● RECORDS SUPPLIED:
■ ■ ■ ■ ■
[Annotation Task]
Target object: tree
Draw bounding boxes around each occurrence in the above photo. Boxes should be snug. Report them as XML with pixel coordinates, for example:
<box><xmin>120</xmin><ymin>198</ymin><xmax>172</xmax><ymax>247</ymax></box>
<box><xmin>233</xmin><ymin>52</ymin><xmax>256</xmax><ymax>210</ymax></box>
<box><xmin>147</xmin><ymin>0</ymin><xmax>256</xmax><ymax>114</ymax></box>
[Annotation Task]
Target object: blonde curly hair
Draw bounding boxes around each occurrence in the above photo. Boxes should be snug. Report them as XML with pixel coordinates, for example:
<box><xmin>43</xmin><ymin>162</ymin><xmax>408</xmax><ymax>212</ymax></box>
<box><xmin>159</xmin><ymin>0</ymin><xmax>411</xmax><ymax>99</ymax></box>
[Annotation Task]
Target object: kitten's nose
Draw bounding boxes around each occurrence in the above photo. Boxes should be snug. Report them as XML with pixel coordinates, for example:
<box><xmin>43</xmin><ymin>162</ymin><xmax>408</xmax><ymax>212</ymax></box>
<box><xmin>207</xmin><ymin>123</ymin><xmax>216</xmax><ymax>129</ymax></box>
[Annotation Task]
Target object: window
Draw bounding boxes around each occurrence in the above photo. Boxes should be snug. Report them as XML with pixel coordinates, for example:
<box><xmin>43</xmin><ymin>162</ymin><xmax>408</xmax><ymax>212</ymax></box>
■ ■ ■ ■ ■
● JOB:
Copy the whole listing above line for line, keeping every character unchanged.

● TASK RESULT:
[Annotation Task]
Target object: tree
Draw bounding boxes around each occurrence in the above photo. Boxes should be snug. Report them as XML with pixel coordinates, for example:
<box><xmin>120</xmin><ymin>198</ymin><xmax>172</xmax><ymax>247</ymax></box>
<box><xmin>233</xmin><ymin>52</ymin><xmax>256</xmax><ymax>210</ymax></box>
<box><xmin>147</xmin><ymin>0</ymin><xmax>256</xmax><ymax>114</ymax></box>
[Annotation Task]
Target object: blonde curly hair
Draw bounding boxes around each occurrence in the above photo. Boxes should be snug. Report them as XML with pixel coordinates, for example:
<box><xmin>43</xmin><ymin>162</ymin><xmax>408</xmax><ymax>212</ymax></box>
<box><xmin>159</xmin><ymin>0</ymin><xmax>411</xmax><ymax>99</ymax></box>
[Annotation Task]
Target object: kitten's nose
Draw bounding boxes around each occurrence in the above photo. Boxes should be snug. Report them as XML with pixel coordinates, for example:
<box><xmin>43</xmin><ymin>162</ymin><xmax>408</xmax><ymax>212</ymax></box>
<box><xmin>207</xmin><ymin>123</ymin><xmax>216</xmax><ymax>129</ymax></box>
[Annotation Task]
Target object: window
Draw bounding boxes around each occurrence in the above photo. Boxes should be snug. Report them as XML with pixel coordinates, for example:
<box><xmin>43</xmin><ymin>162</ymin><xmax>408</xmax><ymax>212</ymax></box>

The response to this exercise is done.